#### [TASK GOAL]
Aim for an exact copy of the listing, without any images.

#### [TASK INPUTS]
==================================================

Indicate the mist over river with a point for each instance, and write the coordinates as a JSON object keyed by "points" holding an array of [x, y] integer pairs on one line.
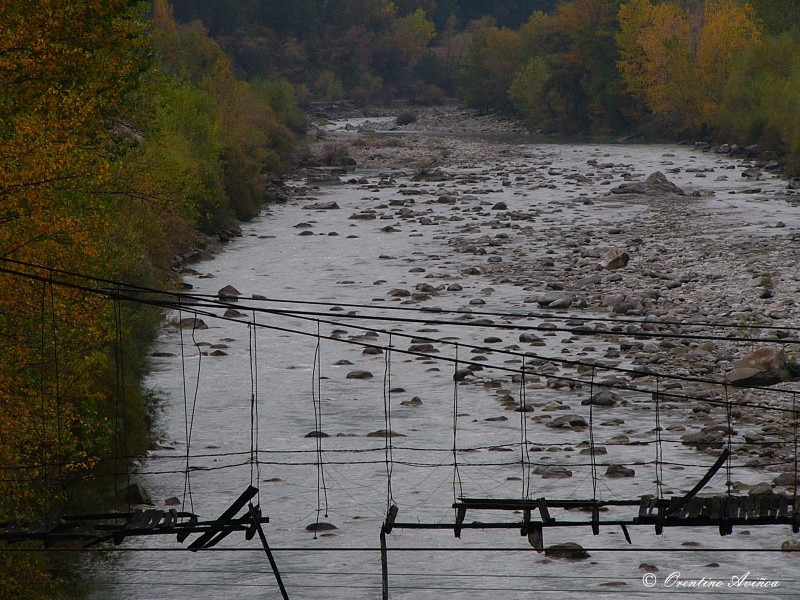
{"points": [[383, 256]]}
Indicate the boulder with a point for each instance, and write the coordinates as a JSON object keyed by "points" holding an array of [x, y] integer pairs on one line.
{"points": [[765, 366], [330, 205], [556, 300], [614, 259], [192, 323], [228, 293], [567, 550], [384, 433], [704, 440], [568, 422], [656, 183], [359, 375], [604, 398], [617, 471], [321, 526], [135, 494]]}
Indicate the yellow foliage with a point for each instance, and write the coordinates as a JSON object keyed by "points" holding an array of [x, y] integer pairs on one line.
{"points": [[679, 65]]}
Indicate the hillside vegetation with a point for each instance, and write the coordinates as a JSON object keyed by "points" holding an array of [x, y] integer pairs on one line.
{"points": [[132, 132]]}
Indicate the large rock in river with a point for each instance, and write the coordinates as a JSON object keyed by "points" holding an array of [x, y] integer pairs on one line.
{"points": [[656, 183], [765, 366]]}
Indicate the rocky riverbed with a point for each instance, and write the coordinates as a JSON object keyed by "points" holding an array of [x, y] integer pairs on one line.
{"points": [[518, 316], [701, 274]]}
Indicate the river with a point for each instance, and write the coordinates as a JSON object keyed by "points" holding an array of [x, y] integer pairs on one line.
{"points": [[453, 248]]}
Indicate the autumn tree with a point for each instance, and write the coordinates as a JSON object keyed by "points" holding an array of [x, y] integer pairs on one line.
{"points": [[487, 72], [677, 62]]}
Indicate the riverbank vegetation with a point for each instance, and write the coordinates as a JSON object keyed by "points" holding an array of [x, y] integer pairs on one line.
{"points": [[721, 70], [122, 134], [129, 135]]}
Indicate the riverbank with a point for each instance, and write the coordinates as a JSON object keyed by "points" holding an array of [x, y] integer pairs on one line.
{"points": [[478, 300], [711, 259]]}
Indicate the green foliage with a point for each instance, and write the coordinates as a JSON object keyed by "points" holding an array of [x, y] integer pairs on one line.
{"points": [[488, 71], [108, 162], [760, 103], [406, 117]]}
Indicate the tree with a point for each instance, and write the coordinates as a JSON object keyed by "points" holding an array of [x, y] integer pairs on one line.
{"points": [[678, 63], [488, 71]]}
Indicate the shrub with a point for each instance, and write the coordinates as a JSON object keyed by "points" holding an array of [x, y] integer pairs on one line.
{"points": [[406, 117]]}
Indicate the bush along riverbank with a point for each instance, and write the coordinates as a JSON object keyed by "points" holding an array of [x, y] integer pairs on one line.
{"points": [[119, 142]]}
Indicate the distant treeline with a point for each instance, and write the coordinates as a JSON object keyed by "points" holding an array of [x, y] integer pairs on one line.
{"points": [[722, 69]]}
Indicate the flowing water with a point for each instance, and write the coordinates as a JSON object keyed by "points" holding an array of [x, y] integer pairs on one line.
{"points": [[273, 384]]}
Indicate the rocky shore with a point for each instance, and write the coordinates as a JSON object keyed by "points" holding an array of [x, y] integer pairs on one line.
{"points": [[695, 287]]}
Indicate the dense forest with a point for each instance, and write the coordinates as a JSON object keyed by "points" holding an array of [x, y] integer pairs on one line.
{"points": [[132, 132], [721, 69]]}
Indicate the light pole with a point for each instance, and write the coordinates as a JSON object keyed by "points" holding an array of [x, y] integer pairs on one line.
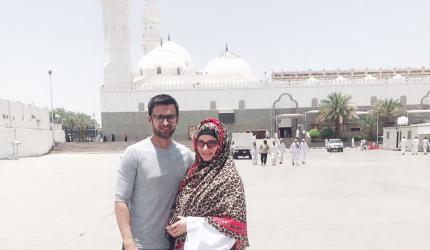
{"points": [[52, 107]]}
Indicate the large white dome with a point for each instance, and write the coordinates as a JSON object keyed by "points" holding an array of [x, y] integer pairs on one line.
{"points": [[166, 59], [229, 64]]}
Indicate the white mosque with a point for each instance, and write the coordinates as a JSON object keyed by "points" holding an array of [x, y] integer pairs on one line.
{"points": [[226, 87]]}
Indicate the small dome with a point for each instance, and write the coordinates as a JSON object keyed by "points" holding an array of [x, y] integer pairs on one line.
{"points": [[177, 49], [398, 76], [369, 77], [340, 78], [228, 63], [165, 60]]}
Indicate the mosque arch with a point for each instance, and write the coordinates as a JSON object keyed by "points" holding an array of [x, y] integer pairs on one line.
{"points": [[141, 107], [285, 100], [241, 104], [403, 100], [212, 105], [425, 100]]}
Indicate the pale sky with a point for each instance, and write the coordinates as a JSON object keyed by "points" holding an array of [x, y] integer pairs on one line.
{"points": [[66, 36]]}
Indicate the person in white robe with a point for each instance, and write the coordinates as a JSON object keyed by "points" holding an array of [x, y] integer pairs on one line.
{"points": [[415, 145], [304, 149], [403, 145], [281, 150], [274, 152], [254, 153], [426, 144], [295, 152]]}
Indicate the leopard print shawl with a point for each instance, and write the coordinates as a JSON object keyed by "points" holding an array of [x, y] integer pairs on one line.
{"points": [[213, 190]]}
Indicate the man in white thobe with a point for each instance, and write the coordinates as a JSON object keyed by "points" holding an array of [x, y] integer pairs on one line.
{"points": [[254, 153], [426, 145], [403, 145], [304, 148], [281, 150], [295, 152], [274, 153], [415, 144]]}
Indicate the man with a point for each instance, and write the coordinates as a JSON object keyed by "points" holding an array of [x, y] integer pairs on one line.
{"points": [[403, 145], [304, 148], [264, 150], [148, 179], [295, 152], [274, 152], [254, 153], [426, 145], [281, 149], [415, 144]]}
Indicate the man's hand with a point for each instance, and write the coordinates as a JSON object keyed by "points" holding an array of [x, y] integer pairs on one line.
{"points": [[130, 245], [178, 228]]}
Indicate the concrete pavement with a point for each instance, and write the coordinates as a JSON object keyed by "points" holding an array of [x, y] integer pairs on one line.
{"points": [[350, 200]]}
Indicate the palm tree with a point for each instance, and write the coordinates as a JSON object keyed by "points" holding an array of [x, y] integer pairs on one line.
{"points": [[337, 108], [368, 123], [388, 110]]}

==================================================

#### [RESPONSE TO THIS TASK]
Indicate the mist over river with a point for each instance, and write the coordinates as a JSON object keyed by "points" holding an array of [x, y] integer pairs on one line.
{"points": [[383, 256]]}
Indicate the boulder with a point for each instance, and write the coordinates as a JSON object keyed by "points" holding an array of [x, y] integer pairs on one line.
{"points": [[765, 366], [330, 205], [556, 300], [614, 259], [192, 323], [228, 293], [567, 550], [384, 433], [704, 440], [568, 422], [656, 183], [359, 375], [604, 398], [617, 471], [321, 526], [135, 494]]}
Indicate the yellow foliage with a point for each instance, and write the coordinates as a JSON object keyed by "points" holding an array of [x, y] integer pairs on one line.
{"points": [[679, 65]]}
Indicate the hillside vegetation with a point for each instance, and write the coordinates as a JSON object keyed by "points" holding an array of [x, y] integer pairs on one line.
{"points": [[132, 132]]}
Indicate the large rock in river with a point for each instance, and write the coordinates as a JSON object keyed by "points" holding an array of [x, y] integer pairs on one line.
{"points": [[656, 183], [765, 366]]}
Indicate the rocky riverbed with a point for each instance, and write the coordinates as a JSON object keyed by "points" holding an array of [x, y] integer pairs on one line.
{"points": [[518, 316], [701, 274]]}
Indicate the river with a point for each instance, and write the coordinates as a JSON object keyed by "points" holding an array of [x, y] integer pairs on one line.
{"points": [[453, 248]]}
Indicate the autumn tree with a point for each instance, and write the coordinates as a JSON object keyed by "points" holding an array of [x, y] integer pairs on one line.
{"points": [[487, 72], [677, 62]]}
Indicate the riverbank vegetation with a point for each instance, and write the coordinates as a JSON object keyed by "points" holding an array of [x, y] integer pairs on one line.
{"points": [[721, 70], [122, 134], [129, 135]]}
Indicate the riverbank with a point for each instance, and write the coordinates as a JSON object keyed by "points" holding an array of [x, y] integer pairs on one line.
{"points": [[478, 300], [711, 259]]}
Indicate the green foliage with a point for each instance, and write the coordinates as a JSON object keyed by "points" holding an array of [x, y] integer pairs on one line.
{"points": [[488, 71], [108, 162], [760, 103], [406, 117]]}
Indicate the tree with a point for each instance, and write the coordinates as a JSON object keyed by "points" holding an array of [x, y] integer pairs on one line.
{"points": [[678, 63], [488, 71]]}
Indicate the shrub with a point for each instance, and write the coordinates as a JSON object keyed by "points" holding an array of [x, y] integer pairs on one line.
{"points": [[406, 117]]}
Indicate the bush along riverbank with a point for each instance, and write the coordinates as a JSON object keyed by "points" holding an array of [x, y] integer pairs on one line.
{"points": [[119, 142]]}
Indicate the distant treeline with a point for each instance, and write the coordinates as a JSON object keyed by "points" holding an array of [x, y] integer pairs on one line.
{"points": [[722, 69]]}
Indicate the flowing water with a point for each instance, and write the coordinates as a JSON object keyed by "points" holding an array of [x, y] integer pairs on one line.
{"points": [[273, 384]]}
Indicate the rocky shore with a point for each instance, and write the coordinates as a JSON object keyed by "points" holding an array of [x, y] integer pairs on one line.
{"points": [[695, 287]]}
Indicate the dense forest with a point for each instance, and write the coordinates as a JSON object keyed by "points" holding an array of [x, y] integer pairs on one line.
{"points": [[132, 132], [721, 69]]}
Indicate the light pole with a point for each instance, and write the coordinates as a JSON object keyed by "points" holding an array of [x, y] integer pairs on one line.
{"points": [[52, 107]]}
Indicate the large white dome with a point for each instance, and write the coordinates as a JSON object keyed by "points" holding an array of [x, y] integer pairs on one line.
{"points": [[166, 59], [229, 64]]}
Indicate the white mosque with a point for each instance, and write the coordinates as a JSON object keyed by "points" holding an array of [x, y] integer pairs on one line.
{"points": [[226, 87]]}
Indicate the small dome with a point for each instance, and write the coordinates as a JSON object keyed by "points" holding an array of [x, y] integer pairs on one line.
{"points": [[177, 49], [398, 76], [369, 77], [340, 78], [228, 63], [165, 60]]}
Indicate the mosque arch with a point for each instance, and write the coordinates as a JSON object keyed by "points" holding an array of [x, y] integer pairs on one line.
{"points": [[141, 107], [285, 100], [241, 104], [403, 100], [212, 105], [425, 100]]}
Indicate the pale sky with a point for each instance, and write the coordinates as a JSON object keyed by "points" holding an array of [x, y] integer pairs on one line.
{"points": [[66, 36]]}
Indicate the person in white robe with a point for each instance, and write the coordinates as a JSON object keyed by "points" holding an array of [x, y] integer pairs on one line.
{"points": [[415, 145], [304, 149], [403, 145], [281, 150], [274, 152], [254, 153], [426, 144], [295, 152]]}
Indicate the leopard print shawl with a point for each instance, and write the coordinates as a JSON object keyed by "points" holding an array of [x, y] integer pairs on one line.
{"points": [[213, 190]]}
Indicate the man in white thobe with a point for each instance, and write the coordinates as a JSON object keyed by "points" holding an array of [x, y] integer pairs on one line.
{"points": [[254, 153], [426, 145], [403, 145], [304, 148], [281, 150], [295, 152], [274, 153], [415, 144]]}
Indicate the man with a point for each instance, and write the coordinates as a JSON object keyed by "points" holding an array of [x, y] integer pairs on one line.
{"points": [[403, 145], [304, 148], [264, 150], [148, 179], [295, 152], [274, 152], [254, 153], [426, 145], [281, 149], [415, 144]]}
Indicate the man's hand with a point for each instance, and write the coordinates as a JSON object keyed by "points" holding an array of [x, y] integer pairs on one line.
{"points": [[130, 245], [178, 228]]}
Indicate the concrete pavement with a point for each instance, and write the coordinates as a JSON object keyed by "points" holding an array of [x, y] integer pairs on one line.
{"points": [[350, 200]]}
Indicate the palm tree with a point for each instance, and write the coordinates as a JSON object keyed by "points" holding an array of [x, y] integer pairs on one line.
{"points": [[337, 108], [368, 123], [388, 110]]}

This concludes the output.